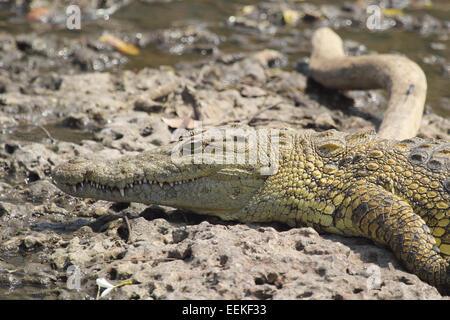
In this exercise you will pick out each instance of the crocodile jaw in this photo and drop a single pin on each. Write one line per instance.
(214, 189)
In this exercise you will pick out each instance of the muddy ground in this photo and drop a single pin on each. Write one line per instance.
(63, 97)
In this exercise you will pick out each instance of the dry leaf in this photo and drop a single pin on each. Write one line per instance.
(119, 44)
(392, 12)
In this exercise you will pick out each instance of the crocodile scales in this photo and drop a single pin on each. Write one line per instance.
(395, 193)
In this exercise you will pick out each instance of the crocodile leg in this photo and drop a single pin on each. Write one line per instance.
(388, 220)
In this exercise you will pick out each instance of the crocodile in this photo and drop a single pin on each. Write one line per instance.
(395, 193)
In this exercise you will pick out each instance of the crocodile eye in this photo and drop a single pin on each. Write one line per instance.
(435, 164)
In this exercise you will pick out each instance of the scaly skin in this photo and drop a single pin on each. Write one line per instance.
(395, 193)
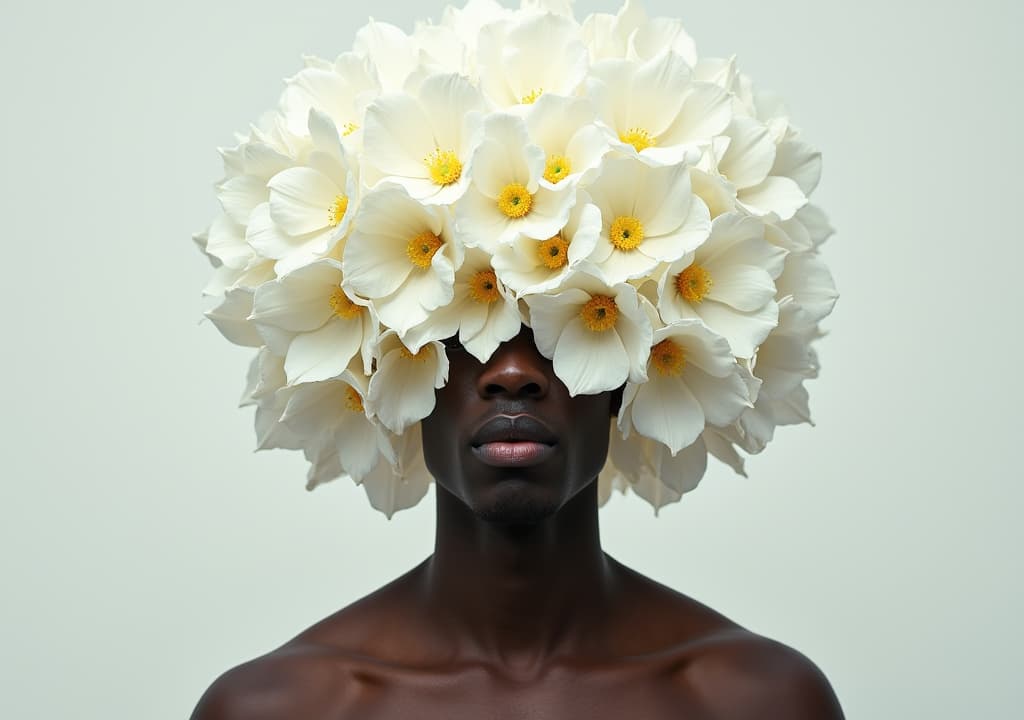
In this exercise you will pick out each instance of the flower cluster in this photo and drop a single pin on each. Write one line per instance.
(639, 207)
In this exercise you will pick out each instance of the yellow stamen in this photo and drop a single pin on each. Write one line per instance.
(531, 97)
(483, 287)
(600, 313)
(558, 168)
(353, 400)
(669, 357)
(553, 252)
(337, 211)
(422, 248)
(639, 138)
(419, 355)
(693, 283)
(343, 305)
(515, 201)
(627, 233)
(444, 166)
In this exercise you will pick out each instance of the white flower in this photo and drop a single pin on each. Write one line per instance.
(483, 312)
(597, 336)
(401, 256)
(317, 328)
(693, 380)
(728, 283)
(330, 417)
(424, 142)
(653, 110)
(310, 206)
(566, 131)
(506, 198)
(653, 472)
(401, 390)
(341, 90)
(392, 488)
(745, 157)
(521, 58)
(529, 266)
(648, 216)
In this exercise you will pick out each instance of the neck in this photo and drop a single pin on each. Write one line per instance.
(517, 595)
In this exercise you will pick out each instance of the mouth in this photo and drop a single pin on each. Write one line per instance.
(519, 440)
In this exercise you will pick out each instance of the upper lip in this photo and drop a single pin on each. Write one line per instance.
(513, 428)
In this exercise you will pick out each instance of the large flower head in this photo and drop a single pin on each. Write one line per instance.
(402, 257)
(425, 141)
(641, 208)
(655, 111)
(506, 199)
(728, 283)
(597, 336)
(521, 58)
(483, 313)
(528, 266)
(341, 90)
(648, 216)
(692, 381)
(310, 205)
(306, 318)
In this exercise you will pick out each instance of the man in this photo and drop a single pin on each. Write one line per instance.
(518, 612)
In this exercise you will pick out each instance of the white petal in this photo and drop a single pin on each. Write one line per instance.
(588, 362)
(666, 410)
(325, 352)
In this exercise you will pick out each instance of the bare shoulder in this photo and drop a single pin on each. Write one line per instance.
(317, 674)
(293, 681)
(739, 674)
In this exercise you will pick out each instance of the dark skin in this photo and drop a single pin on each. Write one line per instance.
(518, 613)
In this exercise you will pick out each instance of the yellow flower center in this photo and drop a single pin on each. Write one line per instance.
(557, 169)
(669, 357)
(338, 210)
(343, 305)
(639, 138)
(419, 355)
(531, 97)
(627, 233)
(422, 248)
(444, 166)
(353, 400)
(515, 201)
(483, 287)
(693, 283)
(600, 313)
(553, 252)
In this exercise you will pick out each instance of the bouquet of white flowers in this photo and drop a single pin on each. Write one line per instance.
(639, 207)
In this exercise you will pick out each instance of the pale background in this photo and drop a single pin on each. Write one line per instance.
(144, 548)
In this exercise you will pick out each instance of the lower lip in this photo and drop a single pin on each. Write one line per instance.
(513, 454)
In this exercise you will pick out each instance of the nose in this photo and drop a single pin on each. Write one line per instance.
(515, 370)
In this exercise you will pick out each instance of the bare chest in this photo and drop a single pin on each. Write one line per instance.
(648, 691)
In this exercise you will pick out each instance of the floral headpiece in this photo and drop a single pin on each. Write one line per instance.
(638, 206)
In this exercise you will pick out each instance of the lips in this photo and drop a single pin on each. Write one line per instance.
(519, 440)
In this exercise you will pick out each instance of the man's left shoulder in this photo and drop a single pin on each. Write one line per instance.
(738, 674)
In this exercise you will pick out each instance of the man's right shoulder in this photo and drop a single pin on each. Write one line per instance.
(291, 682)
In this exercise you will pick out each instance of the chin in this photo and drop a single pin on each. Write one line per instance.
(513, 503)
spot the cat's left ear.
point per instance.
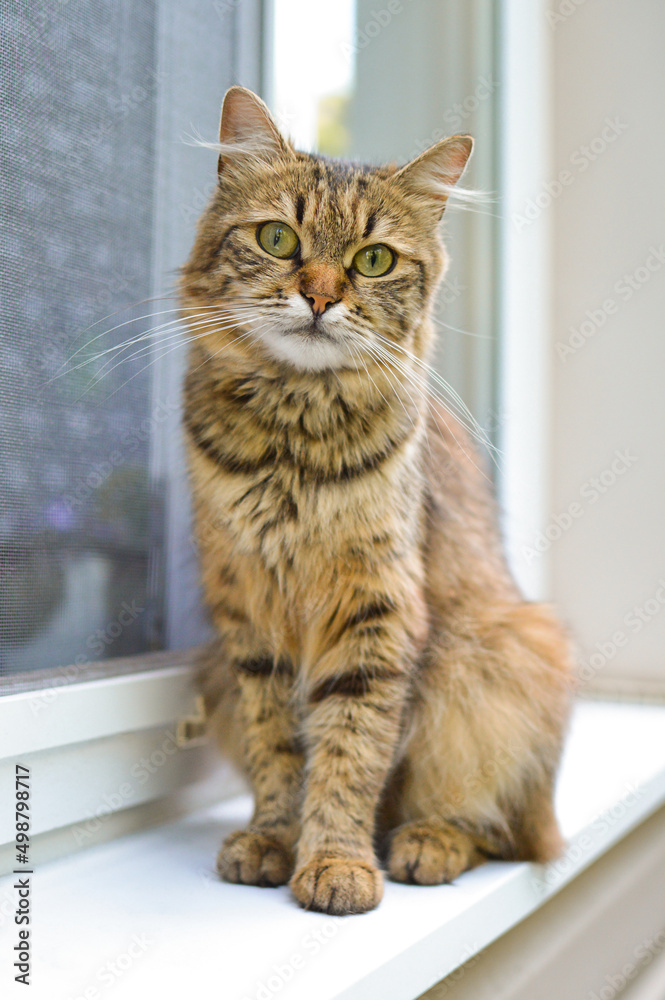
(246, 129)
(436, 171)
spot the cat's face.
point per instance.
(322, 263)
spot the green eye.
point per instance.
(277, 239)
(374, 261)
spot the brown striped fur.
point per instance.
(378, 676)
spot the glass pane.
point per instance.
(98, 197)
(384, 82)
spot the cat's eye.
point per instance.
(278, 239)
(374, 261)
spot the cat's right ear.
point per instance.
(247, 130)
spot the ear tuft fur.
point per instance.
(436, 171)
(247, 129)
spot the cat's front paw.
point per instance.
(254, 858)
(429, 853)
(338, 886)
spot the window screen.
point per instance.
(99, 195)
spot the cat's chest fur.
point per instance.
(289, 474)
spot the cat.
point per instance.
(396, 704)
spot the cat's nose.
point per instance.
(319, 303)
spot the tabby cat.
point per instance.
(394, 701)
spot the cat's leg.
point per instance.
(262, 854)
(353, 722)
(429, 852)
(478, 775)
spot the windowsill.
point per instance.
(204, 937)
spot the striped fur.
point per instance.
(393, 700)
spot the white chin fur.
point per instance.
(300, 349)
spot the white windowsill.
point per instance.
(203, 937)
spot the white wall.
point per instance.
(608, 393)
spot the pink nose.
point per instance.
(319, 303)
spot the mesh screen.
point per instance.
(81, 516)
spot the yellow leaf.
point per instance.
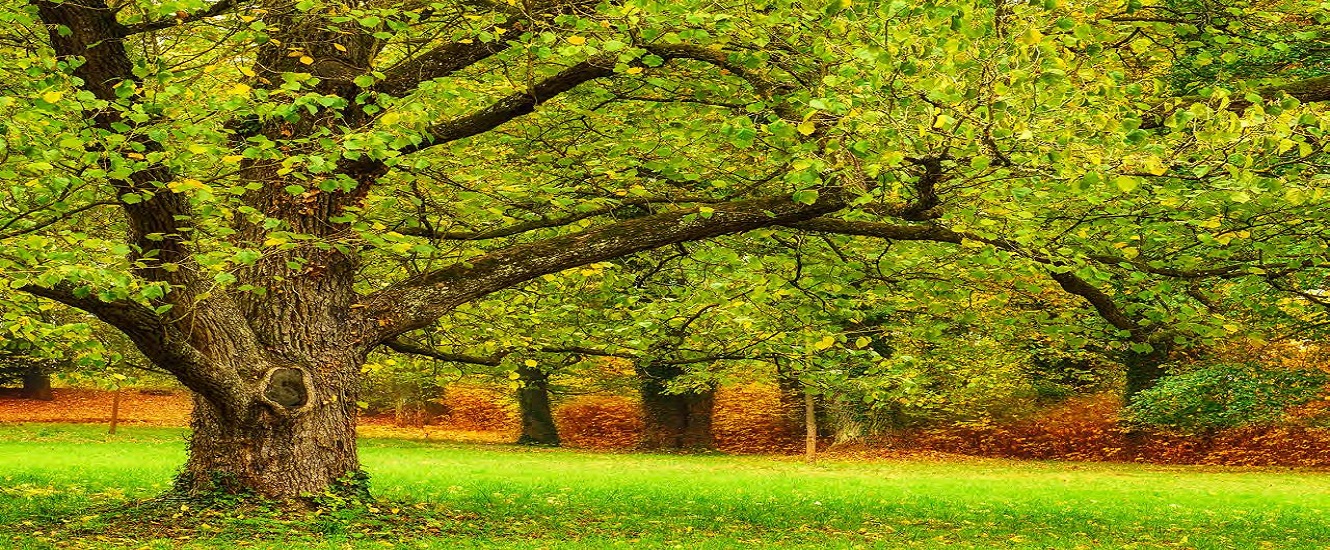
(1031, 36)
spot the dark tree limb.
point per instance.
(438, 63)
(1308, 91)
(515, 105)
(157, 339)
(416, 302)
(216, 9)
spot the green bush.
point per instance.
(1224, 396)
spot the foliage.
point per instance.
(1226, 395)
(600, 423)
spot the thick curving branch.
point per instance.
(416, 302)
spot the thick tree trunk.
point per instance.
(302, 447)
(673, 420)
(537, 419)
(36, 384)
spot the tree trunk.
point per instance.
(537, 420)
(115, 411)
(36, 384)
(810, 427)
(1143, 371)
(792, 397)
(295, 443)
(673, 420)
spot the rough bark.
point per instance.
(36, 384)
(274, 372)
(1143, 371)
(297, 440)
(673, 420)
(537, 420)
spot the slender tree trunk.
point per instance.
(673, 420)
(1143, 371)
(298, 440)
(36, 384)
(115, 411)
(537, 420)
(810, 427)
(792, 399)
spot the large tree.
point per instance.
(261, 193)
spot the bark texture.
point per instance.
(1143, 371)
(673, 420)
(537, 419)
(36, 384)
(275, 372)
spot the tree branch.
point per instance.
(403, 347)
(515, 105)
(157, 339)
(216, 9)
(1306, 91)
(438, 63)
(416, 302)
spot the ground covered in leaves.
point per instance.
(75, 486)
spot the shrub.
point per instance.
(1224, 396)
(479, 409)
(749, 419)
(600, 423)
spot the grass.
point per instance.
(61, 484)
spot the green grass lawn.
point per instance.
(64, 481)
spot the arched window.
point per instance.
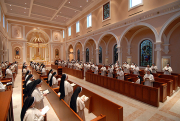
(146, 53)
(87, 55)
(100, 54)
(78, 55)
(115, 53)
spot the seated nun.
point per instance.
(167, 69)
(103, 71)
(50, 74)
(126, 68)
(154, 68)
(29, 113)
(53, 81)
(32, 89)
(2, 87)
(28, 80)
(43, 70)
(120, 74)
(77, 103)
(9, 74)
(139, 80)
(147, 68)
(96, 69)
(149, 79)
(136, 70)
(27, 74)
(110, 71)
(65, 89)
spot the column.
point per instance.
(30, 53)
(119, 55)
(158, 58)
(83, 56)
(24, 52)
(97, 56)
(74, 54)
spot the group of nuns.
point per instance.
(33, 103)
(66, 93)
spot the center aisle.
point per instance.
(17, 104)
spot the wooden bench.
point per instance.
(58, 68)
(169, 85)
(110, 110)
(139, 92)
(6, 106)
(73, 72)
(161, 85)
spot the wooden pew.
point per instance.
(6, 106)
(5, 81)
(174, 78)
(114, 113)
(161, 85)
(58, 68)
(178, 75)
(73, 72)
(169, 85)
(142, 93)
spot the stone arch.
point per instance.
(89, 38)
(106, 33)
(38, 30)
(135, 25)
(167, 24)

——

*What you are asked to do*: Report all lines in the records that include the string "thick".

*Output*:
spot the thick curving branch.
spot the thick tree trunk.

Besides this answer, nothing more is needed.